**WORK TO DO**
Set each entry down verbatim, omitting images.

━━━━━━━━

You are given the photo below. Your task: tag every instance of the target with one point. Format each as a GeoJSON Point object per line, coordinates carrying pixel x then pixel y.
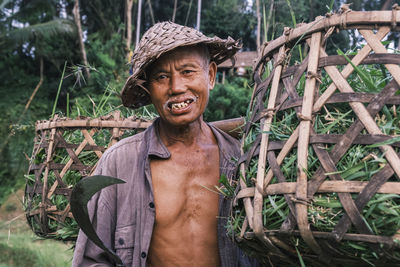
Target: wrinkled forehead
{"type": "Point", "coordinates": [194, 54]}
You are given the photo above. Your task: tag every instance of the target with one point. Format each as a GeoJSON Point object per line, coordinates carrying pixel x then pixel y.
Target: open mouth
{"type": "Point", "coordinates": [175, 106]}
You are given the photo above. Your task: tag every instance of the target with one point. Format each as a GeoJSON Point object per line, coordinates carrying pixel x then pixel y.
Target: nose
{"type": "Point", "coordinates": [177, 84]}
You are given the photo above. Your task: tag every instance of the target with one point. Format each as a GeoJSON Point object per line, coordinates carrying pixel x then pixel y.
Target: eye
{"type": "Point", "coordinates": [187, 72]}
{"type": "Point", "coordinates": [161, 77]}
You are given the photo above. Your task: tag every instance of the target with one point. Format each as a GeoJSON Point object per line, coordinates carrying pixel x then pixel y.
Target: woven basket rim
{"type": "Point", "coordinates": [341, 21]}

━━━━━━━━

**RESPONSE**
You are given the photo below. Your task: tag every instance of the target with one point. Format each as a GeoJSON Point object per line, coordinates carrying pixel x then pixel y.
Target: wrinkled forehead
{"type": "Point", "coordinates": [194, 54]}
You are given the photo above. Your task: tag every instance of the target with one point. Format each as a GeoJSON Point object per line, coordinates carrying pixel x then pixel y.
Target: open mouth
{"type": "Point", "coordinates": [175, 106]}
You are given the photo above. Your task: tag every instance of the target with one point. Format each as a GeoJSON Point object per line, coordinates carrying pixel x then pixel y.
Target: nose
{"type": "Point", "coordinates": [177, 84]}
You are given the photo above. Your task: tag every instance of the target with one point. Format each as a GeoJSON Point object per line, coordinates carrying pixel x then pixel y.
Target: eye
{"type": "Point", "coordinates": [187, 72]}
{"type": "Point", "coordinates": [161, 77]}
You are given the photo above. Your task: tag every instance of the target with one point. Format each as a GeoJSON Point object per line, coordinates carrying pixel x then pixel y.
Target: woven basket rim
{"type": "Point", "coordinates": [341, 21]}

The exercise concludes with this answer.